═════ Rows
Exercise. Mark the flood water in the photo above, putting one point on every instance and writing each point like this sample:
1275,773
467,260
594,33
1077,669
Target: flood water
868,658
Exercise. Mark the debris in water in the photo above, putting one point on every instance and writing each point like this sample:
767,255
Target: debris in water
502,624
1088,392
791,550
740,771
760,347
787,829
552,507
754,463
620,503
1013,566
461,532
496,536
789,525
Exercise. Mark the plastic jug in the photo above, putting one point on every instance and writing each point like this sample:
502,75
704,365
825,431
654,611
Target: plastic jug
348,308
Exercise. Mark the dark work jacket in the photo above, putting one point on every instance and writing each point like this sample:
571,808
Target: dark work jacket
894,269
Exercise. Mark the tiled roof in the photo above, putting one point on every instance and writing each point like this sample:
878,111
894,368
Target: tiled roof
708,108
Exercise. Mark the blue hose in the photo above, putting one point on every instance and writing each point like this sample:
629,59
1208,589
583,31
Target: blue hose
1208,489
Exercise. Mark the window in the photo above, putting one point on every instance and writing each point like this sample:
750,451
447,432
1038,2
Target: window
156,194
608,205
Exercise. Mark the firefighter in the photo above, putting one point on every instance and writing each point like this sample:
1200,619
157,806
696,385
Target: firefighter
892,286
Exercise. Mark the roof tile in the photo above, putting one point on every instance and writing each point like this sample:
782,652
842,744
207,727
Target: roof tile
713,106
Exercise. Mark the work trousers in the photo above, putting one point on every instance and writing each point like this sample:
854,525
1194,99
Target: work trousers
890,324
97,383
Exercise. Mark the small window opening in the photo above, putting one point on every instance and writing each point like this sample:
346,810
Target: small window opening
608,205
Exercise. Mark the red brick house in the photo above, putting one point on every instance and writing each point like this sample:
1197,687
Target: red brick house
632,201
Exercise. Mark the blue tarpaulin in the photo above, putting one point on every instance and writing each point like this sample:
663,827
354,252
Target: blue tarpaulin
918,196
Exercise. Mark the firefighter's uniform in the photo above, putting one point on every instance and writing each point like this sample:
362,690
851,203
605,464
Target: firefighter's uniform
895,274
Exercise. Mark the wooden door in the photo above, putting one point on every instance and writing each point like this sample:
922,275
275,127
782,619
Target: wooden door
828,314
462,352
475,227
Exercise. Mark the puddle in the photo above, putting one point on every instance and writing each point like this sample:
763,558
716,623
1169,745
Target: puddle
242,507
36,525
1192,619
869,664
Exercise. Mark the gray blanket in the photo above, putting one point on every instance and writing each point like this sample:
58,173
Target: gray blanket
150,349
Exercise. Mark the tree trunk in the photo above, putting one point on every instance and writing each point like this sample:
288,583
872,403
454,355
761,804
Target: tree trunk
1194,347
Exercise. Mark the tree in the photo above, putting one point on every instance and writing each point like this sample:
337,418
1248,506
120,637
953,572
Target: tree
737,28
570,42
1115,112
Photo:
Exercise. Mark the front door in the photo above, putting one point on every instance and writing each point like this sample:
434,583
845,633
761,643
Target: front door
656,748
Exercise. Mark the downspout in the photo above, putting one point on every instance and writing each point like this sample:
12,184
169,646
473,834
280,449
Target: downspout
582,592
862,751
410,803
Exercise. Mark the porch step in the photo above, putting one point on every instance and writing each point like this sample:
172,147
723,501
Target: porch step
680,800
══════════
• [Written request]
Copy all of the data above word for word, leaving every line unchanged.

• [Solution to this task]
Exercise. Mark the flood water in the photo above, putting one point on every instance and writing each point like this sample:
1275,773
467,260
594,33
1077,669
Target: flood water
868,658
Exercise. Mark the debris in water in the photo above, putting one point on every instance and writing each point like this sample:
767,255
Target: debris in water
502,624
1088,392
791,550
740,771
760,347
787,829
552,507
754,463
620,503
1013,566
461,532
496,536
789,525
Exercise. Mark the plastic jug in the photo above, putting one point on every instance and writing each point like this sample:
502,75
704,365
825,431
654,611
Target: plastic jug
348,308
Exercise. Mark the dark work jacket in the photo above, putting one point on every instance and writing each point like this sample:
571,808
Target: dark work jacket
894,269
Exercise. Mark the tiled roof in the photo above, putting one point on every instance and writing each point like this sample:
878,111
894,368
Target: tiled roof
708,108
Exercise. Mark the blue hose in the photo above, putting one point on every instance and writing each point like this sample:
629,59
1208,589
583,31
Target: blue hose
1208,489
Exercise. Mark the window in the photo above, putting one point on every instance and writing each point like this sample:
750,451
447,432
1038,2
Target: window
156,194
608,205
Exercise. Mark the firefighter in the photo above, putting one point on every instance and writing each point like this sample:
1200,619
157,806
696,385
Target: firefighter
892,286
Exercise. Mark the roof tile in the photo above, putting one point on every instance and writing each point like this sample:
782,652
842,744
207,727
Target: roof tile
713,106
Exercise. Mark the work trousers in the photo above, putting one point on every instance and writing each point like this sample:
854,525
1194,99
Target: work trousers
890,324
97,383
Exercise. Mark the small window opening in the photo above, putting one point on every instance and writing each point like this sample:
346,810
Target: small window opening
608,205
Exercise. Mark the red brick house in the photo above, putting one point on every instance and writing each point like this sample:
1197,687
Target: red brick house
632,201
Exercise. Mark the blue tarpaulin in the photo above, putting one point on every instance and writing each point like this sample:
663,827
354,252
Target: blue tarpaulin
918,196
Exercise. Mark the firefighter's uniform in the photo above, putting one point on every instance and writing each point like this sample:
362,690
851,203
605,464
Target: firefighter's uniform
895,274
Exercise. Mark the wooden door in the photo above, putting one point on every instance and writing each point like this sample:
922,275
275,127
782,619
Target: wooden door
828,314
462,352
475,227
Exercise. Mark the puddle in the photo above, putting one point on every instance and writing each point like this sample:
763,558
716,623
1169,745
Target: puddle
242,507
36,525
1192,619
869,664
Exercise. Mark the gray blanket in the photo above, putting one point on every instance and writing each point like this sample:
58,173
Target: gray blanket
150,349
Exercise. Mark the tree trunk in the photo above, putting one point on every instance and writing each point like this sample:
288,583
872,403
454,355
761,804
Target: tree trunk
1194,347
Exercise. Mark the tree in the photo above, putting one point on every instance and writing each point like this sample:
337,418
1248,506
120,637
953,572
Target: tree
737,28
570,42
1115,112
Photo:
Exercise. Mark the front door in the photo above, putting one point on every instance and writing each point like this sample:
434,583
845,633
761,643
Target: front door
656,748
Exercise. Mark the downspout in the photo above, putting one point on every instance and writing each point like this sample:
12,184
169,646
473,834
280,449
Target: downspout
582,592
862,751
410,803
Exercise. Mark the porch step in the photo above, putting one point on every instance and writing each point like this sample:
172,147
723,501
Target: porch step
680,800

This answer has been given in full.